Copy out every item below word for word, leaving out the pictures.
*** PROVIDED MATERIAL ***
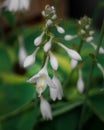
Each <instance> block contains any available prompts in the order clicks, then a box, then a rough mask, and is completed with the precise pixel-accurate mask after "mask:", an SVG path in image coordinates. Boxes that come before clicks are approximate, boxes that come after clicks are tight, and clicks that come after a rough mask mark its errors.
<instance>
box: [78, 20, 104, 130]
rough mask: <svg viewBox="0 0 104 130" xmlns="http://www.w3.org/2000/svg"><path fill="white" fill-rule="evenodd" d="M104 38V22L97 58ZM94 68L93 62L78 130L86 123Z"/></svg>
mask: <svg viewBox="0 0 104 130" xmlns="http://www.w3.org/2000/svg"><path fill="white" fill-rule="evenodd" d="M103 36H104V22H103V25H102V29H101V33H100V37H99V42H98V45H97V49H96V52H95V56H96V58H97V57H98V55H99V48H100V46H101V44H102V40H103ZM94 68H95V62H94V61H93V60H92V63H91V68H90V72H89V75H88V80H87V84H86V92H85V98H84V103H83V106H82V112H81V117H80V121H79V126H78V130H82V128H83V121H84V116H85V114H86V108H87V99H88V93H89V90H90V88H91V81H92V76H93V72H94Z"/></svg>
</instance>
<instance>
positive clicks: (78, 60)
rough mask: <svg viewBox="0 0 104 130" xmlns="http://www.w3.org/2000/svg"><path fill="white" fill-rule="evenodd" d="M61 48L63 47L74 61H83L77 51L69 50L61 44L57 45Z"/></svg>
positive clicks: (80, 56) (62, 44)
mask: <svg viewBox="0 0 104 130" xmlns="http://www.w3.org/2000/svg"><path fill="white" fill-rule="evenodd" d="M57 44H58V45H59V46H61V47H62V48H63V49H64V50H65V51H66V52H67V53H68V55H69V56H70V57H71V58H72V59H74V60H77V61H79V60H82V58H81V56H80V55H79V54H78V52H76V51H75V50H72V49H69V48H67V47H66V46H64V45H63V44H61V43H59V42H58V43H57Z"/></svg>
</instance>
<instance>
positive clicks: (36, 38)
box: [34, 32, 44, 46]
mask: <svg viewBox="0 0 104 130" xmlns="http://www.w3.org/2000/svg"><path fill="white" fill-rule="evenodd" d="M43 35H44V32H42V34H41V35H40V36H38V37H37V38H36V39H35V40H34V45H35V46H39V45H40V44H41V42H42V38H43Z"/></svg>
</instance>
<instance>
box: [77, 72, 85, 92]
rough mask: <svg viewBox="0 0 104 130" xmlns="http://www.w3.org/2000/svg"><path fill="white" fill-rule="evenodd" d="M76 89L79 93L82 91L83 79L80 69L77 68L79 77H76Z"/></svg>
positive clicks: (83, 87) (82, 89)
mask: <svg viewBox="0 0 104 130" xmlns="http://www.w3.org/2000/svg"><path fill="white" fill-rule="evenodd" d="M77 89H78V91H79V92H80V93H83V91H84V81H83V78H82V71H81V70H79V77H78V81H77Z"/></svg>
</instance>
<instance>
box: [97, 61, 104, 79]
*** End of PROVIDED MATERIAL ***
- OUTPUT OF THE EXERCISE:
Each <instance> block contains any available prompts in the order clicks, then a box, then a rough mask, and is completed with the precise pixel-accurate mask after "mask:", an SVG path in image coordinates. Boxes that come before clicks are approximate, boxes that come after clicks are tight, and clicks that come after a rough mask mark its errors.
<instance>
box: [78, 20, 104, 130]
rough mask: <svg viewBox="0 0 104 130" xmlns="http://www.w3.org/2000/svg"><path fill="white" fill-rule="evenodd" d="M104 38V22L97 58ZM94 68L93 62L78 130L86 123Z"/></svg>
mask: <svg viewBox="0 0 104 130" xmlns="http://www.w3.org/2000/svg"><path fill="white" fill-rule="evenodd" d="M103 36H104V22H103V25H102V29H101V33H100V37H99V42H98V45H97V49H96V52H95V56H96V58H97V57H98V55H99V48H100V46H101V44H102V40H103ZM94 68H95V62H94V61H93V60H92V63H91V68H90V72H89V75H88V80H87V84H86V92H85V98H84V103H83V106H82V112H81V117H80V121H79V126H78V130H82V128H83V121H84V116H85V114H86V108H87V99H88V93H89V90H90V88H91V81H92V76H93V72H94Z"/></svg>
</instance>
<instance>
positive clicks: (78, 60)
rough mask: <svg viewBox="0 0 104 130" xmlns="http://www.w3.org/2000/svg"><path fill="white" fill-rule="evenodd" d="M61 48L63 47L74 61H83L77 51L69 50L61 44L57 45Z"/></svg>
positive clicks: (80, 56) (62, 44)
mask: <svg viewBox="0 0 104 130" xmlns="http://www.w3.org/2000/svg"><path fill="white" fill-rule="evenodd" d="M57 44H58V45H59V46H61V47H62V48H63V49H64V50H65V51H66V52H67V53H68V55H69V56H70V57H71V58H72V59H74V60H77V61H79V60H82V58H81V56H80V55H79V54H78V52H76V51H75V50H72V49H69V48H67V47H66V46H64V45H63V44H61V43H59V42H58V43H57Z"/></svg>
</instance>
<instance>
positive clicks: (36, 38)
box: [34, 32, 44, 46]
mask: <svg viewBox="0 0 104 130" xmlns="http://www.w3.org/2000/svg"><path fill="white" fill-rule="evenodd" d="M43 35H44V32H42V34H41V35H40V36H38V37H37V38H36V39H35V40H34V45H35V46H39V45H40V44H41V42H42V38H43Z"/></svg>
</instance>
<instance>
box: [77, 72, 85, 92]
rough mask: <svg viewBox="0 0 104 130" xmlns="http://www.w3.org/2000/svg"><path fill="white" fill-rule="evenodd" d="M76 89L79 93L82 91L83 79L80 69L77 68L79 77H76Z"/></svg>
positive clicks: (83, 87) (82, 89)
mask: <svg viewBox="0 0 104 130" xmlns="http://www.w3.org/2000/svg"><path fill="white" fill-rule="evenodd" d="M77 89H78V91H79V92H80V93H83V91H84V81H83V78H82V71H81V70H79V77H78V81H77Z"/></svg>
</instance>
<instance>
box: [97, 61, 104, 79]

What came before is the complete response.